== Segment start ==

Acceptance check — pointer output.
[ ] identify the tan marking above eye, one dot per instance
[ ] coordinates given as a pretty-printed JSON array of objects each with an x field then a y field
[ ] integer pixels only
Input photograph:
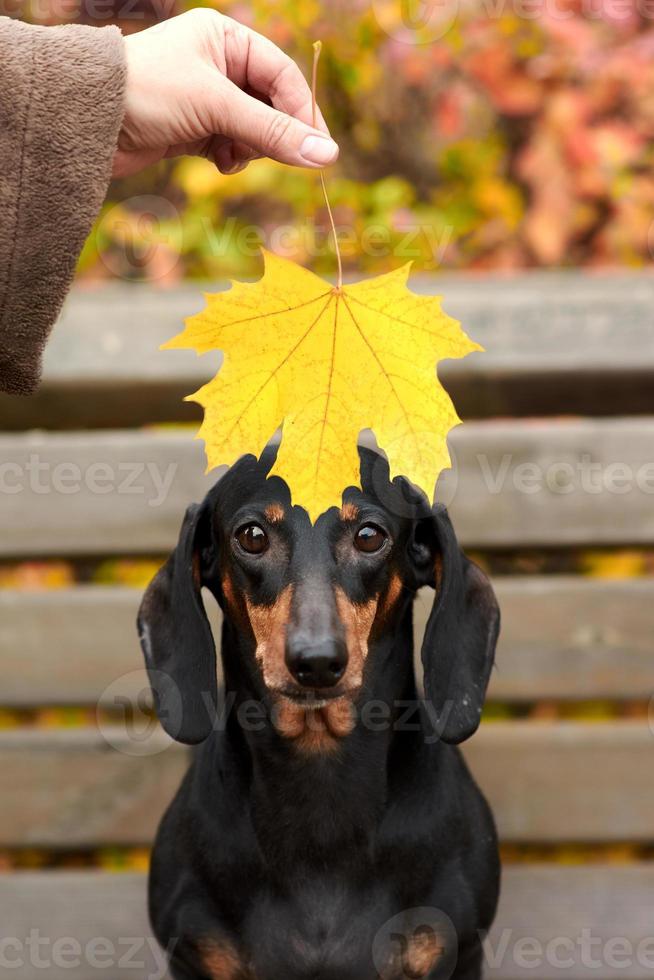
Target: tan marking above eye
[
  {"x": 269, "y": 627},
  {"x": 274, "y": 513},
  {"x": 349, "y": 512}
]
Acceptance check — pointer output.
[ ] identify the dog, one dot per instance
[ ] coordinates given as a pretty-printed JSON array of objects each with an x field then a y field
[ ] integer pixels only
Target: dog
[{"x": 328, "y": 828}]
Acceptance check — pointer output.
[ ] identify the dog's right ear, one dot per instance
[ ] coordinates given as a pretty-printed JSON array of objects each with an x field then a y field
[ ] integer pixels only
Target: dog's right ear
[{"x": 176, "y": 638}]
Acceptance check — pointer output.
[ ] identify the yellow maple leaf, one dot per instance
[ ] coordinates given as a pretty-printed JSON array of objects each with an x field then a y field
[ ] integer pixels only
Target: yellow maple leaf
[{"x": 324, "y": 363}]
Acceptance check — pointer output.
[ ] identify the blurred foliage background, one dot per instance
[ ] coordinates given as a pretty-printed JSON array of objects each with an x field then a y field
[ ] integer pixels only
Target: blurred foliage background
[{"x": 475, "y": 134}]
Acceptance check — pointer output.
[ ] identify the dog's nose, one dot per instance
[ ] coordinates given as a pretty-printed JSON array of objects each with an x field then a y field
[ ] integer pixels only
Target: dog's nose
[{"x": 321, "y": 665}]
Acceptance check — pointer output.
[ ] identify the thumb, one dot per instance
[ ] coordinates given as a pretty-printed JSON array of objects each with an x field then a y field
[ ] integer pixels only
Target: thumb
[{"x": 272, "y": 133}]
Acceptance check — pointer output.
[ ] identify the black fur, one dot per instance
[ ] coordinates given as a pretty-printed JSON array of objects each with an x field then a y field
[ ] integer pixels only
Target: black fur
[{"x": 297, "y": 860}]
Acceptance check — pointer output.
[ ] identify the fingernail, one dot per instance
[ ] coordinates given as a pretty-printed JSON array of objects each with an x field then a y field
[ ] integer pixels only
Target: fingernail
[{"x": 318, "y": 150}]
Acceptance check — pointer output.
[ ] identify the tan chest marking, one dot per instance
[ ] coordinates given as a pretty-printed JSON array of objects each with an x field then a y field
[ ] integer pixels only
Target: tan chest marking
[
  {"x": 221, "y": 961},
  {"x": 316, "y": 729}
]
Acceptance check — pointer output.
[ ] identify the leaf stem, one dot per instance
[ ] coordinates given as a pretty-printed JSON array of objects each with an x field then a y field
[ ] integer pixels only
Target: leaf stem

== Segment end ==
== Segment start ==

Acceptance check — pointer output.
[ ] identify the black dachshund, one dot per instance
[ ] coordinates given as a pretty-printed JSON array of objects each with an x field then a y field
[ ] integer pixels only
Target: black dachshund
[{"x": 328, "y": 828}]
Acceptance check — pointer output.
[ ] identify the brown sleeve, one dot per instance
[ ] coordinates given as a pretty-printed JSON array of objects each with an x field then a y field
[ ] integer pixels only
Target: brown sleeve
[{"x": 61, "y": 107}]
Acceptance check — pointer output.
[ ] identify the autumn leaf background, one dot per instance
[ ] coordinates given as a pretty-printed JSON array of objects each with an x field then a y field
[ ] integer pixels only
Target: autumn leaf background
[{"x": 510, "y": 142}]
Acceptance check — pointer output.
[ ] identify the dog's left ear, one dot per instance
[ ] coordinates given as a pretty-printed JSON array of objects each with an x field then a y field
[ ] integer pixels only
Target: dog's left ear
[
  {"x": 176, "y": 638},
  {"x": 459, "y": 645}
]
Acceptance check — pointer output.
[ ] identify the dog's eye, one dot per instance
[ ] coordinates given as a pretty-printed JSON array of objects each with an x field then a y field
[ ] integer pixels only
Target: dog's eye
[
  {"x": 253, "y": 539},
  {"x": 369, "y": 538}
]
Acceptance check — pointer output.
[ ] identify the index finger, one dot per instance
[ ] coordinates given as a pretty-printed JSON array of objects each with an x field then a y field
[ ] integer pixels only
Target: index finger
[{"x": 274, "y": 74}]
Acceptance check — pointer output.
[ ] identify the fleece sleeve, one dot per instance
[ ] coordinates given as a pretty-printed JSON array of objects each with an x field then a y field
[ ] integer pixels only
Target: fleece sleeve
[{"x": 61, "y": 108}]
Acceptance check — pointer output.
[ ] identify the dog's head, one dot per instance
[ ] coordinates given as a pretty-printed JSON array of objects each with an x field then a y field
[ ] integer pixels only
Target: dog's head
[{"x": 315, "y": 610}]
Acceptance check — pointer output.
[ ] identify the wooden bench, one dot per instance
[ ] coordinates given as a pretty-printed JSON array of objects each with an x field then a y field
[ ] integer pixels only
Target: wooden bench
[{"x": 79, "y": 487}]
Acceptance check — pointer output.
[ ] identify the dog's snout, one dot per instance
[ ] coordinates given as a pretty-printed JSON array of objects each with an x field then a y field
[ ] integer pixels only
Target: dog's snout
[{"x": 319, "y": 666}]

== Segment end ==
== Segment start ==

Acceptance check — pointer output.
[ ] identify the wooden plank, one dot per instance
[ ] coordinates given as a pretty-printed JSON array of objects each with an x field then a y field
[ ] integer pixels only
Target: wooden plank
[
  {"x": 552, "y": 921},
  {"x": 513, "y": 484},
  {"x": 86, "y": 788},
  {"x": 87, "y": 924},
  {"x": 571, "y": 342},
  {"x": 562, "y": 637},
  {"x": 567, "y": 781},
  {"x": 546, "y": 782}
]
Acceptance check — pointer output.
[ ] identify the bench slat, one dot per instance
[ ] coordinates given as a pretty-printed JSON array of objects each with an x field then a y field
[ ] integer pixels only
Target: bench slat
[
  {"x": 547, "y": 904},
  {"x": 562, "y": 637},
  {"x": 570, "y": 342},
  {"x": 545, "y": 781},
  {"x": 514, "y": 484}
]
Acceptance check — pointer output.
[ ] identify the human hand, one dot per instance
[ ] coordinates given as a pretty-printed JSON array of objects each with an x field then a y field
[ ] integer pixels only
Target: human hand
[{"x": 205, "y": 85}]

== Segment end ==

Return every line of the data above in which "stem" appears.

[ ] identify the leaf stem, one dot per instance
Target: leaf stem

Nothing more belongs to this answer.